-- DATASET RECORDS --
• • • • •

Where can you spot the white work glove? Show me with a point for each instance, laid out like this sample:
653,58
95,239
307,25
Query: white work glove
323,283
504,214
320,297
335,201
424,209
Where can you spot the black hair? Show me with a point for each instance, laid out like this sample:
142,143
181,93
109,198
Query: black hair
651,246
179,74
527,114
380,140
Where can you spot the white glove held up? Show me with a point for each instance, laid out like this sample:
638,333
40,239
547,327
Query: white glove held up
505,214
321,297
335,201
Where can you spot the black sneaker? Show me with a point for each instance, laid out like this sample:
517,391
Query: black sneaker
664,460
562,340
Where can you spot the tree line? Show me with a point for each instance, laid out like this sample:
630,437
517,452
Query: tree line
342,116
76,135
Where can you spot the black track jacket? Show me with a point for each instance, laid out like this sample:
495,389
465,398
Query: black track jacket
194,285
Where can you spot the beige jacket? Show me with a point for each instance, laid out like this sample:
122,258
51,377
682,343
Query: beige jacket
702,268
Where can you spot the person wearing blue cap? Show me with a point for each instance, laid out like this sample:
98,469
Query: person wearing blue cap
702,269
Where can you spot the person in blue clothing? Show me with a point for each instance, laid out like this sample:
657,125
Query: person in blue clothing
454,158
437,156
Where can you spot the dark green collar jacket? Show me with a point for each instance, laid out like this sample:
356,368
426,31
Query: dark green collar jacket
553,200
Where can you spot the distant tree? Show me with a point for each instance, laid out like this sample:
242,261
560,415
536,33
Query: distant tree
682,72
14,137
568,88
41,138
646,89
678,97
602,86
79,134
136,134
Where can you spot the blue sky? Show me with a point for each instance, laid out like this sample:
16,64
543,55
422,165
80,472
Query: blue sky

• • • • •

-- WHAT YOU SHOULD DO --
Output exactly the lines from the one containing "Where can you spot the beige" through the last line of the entries, both ends included.

-- REPLY --
Where can you spot the beige jacket? Show me with a point for each instance, laid out like this sample:
122,258
51,377
682,343
Query: beige jacket
702,268
Where can you spot the person wearing blue cap? Show me with a point for each instance, laid out like this sample:
98,469
Query: person wearing blue cap
702,269
Where can you spot the person in blue clothing? Show me with a point for each instance, laid out like this sample:
657,125
Query: person in blue clothing
454,158
437,156
Where can you spot the dark green collar jacket? Show me with a point for each instance, laid out like this sample:
356,368
426,31
Query: dark green collar jacket
553,200
Where can you spot the distant tree? Show me with a point for each instance, laid out like this sample:
242,261
560,415
536,33
Query: distant tree
682,72
14,137
568,88
41,138
646,89
678,97
602,86
79,134
136,134
Where can you spot the blue sky? Show me with a point for each instance, laid out like this sample:
16,64
543,55
422,165
80,472
Query: blue sky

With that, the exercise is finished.